--- Quoted passage ---
>>>

Shortness of breath not normal, says COPD athlete

Russell Winwood has COPD but enjoys an active and healthy lifestyle. His approach, combined with treatment, means he has avoided a lung transplant. Photo: Supplied

Russell Winwood has COPD but enjoys an active and healthy lifestyle. His approach, combined with treatment, means he has avoided a lung transplant. Photo: Supplied

RUSSELL Winwood has not let a degenerative lung disease stop him from running.

The Birkdale man has competed in five marathons, including at New York, London and Boston, and three ironman triathlons since he was first diagnosed with Chronic Obstructive Pulmonary Disease, called COPD, seven years ago.

While his exercise regime and treatment has helped him to avoid a double lung transplant, he said prevention was better than a cure, urging others to get their breathing checked for signs of the disease.

The term COPD encompasses emphysema, chronic bronchitis and chronic asthma that worsen over time, causing scarred lung tissue and shortness of breath.

The World Health Organisation predicts the disease will become the third leading cause of death across the globe by 2030.

Mr Winwood has competed in marathons and triathlons, despite only having 30 per cent lung function. Photo: Supplied

Mr Winwood has competed in marathons and triathlons, despite only having 30 per cent lung function. Photo: Supplied

The cause of the disease is not yet known, but it has been linked to smoking, environmental factors and genetics.

<<<

--- Activity 1 ---
Reproduce verbatim the passage of the article on Russell Winwood and COPD starting with "The term COPD" and going on through "shortness of breath.".
--- Activity 2 ---
Write the next part of the article on Russell Winwood and COPD, picking up after its final sentence.
The material that follows comes from a different source than the article on Russell Winwood and COPD.

--- Stored data ---
>>>

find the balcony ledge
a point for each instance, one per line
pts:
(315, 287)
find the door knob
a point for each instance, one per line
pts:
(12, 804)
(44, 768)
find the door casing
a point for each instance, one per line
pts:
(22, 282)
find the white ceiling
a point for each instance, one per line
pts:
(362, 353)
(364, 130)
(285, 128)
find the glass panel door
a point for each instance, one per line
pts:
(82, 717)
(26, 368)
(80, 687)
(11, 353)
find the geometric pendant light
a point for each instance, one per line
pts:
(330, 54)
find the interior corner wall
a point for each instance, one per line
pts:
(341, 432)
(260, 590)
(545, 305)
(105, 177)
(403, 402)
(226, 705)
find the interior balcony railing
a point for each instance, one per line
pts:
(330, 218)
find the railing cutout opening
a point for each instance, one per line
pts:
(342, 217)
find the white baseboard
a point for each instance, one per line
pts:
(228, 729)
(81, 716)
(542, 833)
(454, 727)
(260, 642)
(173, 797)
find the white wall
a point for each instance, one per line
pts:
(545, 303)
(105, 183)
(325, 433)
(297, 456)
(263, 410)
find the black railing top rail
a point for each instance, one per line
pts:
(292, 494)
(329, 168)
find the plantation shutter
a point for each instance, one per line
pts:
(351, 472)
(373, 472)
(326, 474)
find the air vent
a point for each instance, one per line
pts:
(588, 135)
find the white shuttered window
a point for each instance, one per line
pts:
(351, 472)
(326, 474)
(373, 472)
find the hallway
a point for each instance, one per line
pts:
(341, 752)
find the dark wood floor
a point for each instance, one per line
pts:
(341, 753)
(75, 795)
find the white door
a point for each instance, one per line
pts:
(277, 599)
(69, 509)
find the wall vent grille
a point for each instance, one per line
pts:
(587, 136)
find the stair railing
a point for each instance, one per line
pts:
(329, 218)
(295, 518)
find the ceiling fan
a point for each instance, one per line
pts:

<<<

--- Response 1 ---
The term COPD encompasses emphysema, chronic bronchitis and chronic asthma that worsen over time, causing scarred lung tissue and shortness of breath.

--- Response 2 ---
Mr Winwood said he only realised something was wrong after he kept getting chest infections.

He had attributed his shortness of breath to ageing, only to be told by a doctor that something more sinister was at play.

Mr Winwood had only 25 per cent lung capacity when he was diagnosed, but medication, exercise and a careful diet has helped him to slow the decline.

He will need to carry an oxygen container in future races.

“As people get older and get more breathless, they put it down to aging,” Mr Winwood said.

“It is a progressive disease and if diagnosed, the better it can be managed.”

World COPD day is on November 21 to help raise awareness of the disease.

Mr Winwood said he wanted people with the disease to get diagnosed and treated earlier, which would help slow the disease’s progression.